# EXERCISE INSTRUCTIONS:
Output the listing word for word, minus images.
*** Begin section ***
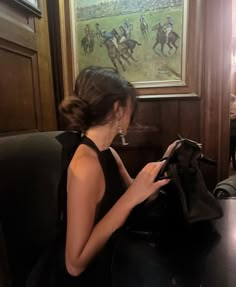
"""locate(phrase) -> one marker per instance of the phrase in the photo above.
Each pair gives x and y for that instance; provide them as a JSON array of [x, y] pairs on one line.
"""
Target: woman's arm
[[85, 189]]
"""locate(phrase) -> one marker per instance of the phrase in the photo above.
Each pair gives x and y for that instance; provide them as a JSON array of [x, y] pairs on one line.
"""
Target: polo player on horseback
[[110, 36]]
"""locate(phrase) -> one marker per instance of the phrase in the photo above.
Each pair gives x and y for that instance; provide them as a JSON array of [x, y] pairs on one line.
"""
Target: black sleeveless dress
[[50, 270]]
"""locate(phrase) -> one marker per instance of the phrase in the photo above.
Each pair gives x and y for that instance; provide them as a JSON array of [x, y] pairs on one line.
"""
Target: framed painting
[[146, 41], [32, 5]]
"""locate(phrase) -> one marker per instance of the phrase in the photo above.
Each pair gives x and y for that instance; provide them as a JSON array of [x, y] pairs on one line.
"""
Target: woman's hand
[[175, 144], [144, 185]]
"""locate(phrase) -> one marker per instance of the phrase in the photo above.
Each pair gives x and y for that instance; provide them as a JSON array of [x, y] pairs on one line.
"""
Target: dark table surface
[[206, 255], [220, 262]]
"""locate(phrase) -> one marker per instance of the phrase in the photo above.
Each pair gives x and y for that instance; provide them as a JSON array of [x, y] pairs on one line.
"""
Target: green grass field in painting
[[149, 66]]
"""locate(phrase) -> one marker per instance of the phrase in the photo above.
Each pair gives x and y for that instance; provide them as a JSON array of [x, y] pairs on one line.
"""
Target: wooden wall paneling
[[215, 98], [26, 93], [169, 122], [189, 115], [49, 120], [19, 87], [204, 118]]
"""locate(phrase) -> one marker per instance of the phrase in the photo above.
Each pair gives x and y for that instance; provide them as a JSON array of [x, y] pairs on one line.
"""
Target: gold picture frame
[[188, 85]]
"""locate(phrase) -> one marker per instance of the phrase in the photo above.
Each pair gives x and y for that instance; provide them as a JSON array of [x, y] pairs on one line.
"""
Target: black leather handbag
[[188, 188], [185, 200]]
*** End section ***
# ANSWER BOX:
"""locate(phrase) -> one marker per instance of the phrase in the photo above.
Each pair gives x and y for that instance; provide them as a JSON array of [x, y] pairs on one line.
"""
Target: woman's arm
[[85, 189]]
"""locate(phrase) -> one marker per instance of the phrase in the photo above.
Each pair gives x and y for that instance; provide them as a JSON array of [x, y] pairs on one line.
"""
Target: polo player on horseback
[[110, 36]]
"""locate(phrase) -> one marker per instance of the phrase in the photo above.
Each pair gives x and y for that instance; provide them as a JSON array of [x, y] pairs on one line.
"""
Target: black sleeveless dress
[[50, 270]]
"""locate(phrase) -> one marker per instance of the phrase in the photo above.
Each pair gives x and y for that instance; provide them as a JSON array of [x, y] pairs on one line.
"""
Target: framed painting
[[146, 41], [32, 5]]
"""locate(phrase) -> one marker per instance of the phrase in the photo above.
Each pair gives x and y for that instance; provide them as a JSON array of [x, y] pairs on one line.
"""
Target: woman's hand
[[175, 144], [144, 185]]
"""locate(phrase) -> one marker per instance of the phrase in the photo above.
Each pair gives x and y for that instance; provide them as a JSON array of [x, y] pairs on one line.
"""
Target: dark table surface
[[206, 255], [220, 262]]
"""locate(phrase) -> one marker per instance of the phrase in the photo above.
Each pair gives x and y for that instance; provide them as a JSON array of [x, y] pairs on one line.
"""
Target: green grass field in painting
[[149, 66]]
"""locate(phrase) -> one marker per instance of the phrase in the photo above.
Each pair gives x and y for that instance; provide them as a JSON array of [x, y] pairs on one line.
"""
Target: wooden wall paneling
[[215, 98], [26, 93], [169, 122], [189, 115], [49, 120], [19, 87], [204, 118]]
"""locate(phrase) -> one marker per instance of the phrase in the photo above.
Each pair gives x and y for that instance; provide them as a JSON array of [x, y] pairs on one line.
"""
Target: gold picture frame
[[188, 85]]
"""locate(phrase) -> one marker per instance of the phrase in the photo above.
Each pair gives x and y for that instance; provide them as a JSON array of [x, y] pairs on one line.
"""
Target: black leather handbag
[[188, 188], [185, 200]]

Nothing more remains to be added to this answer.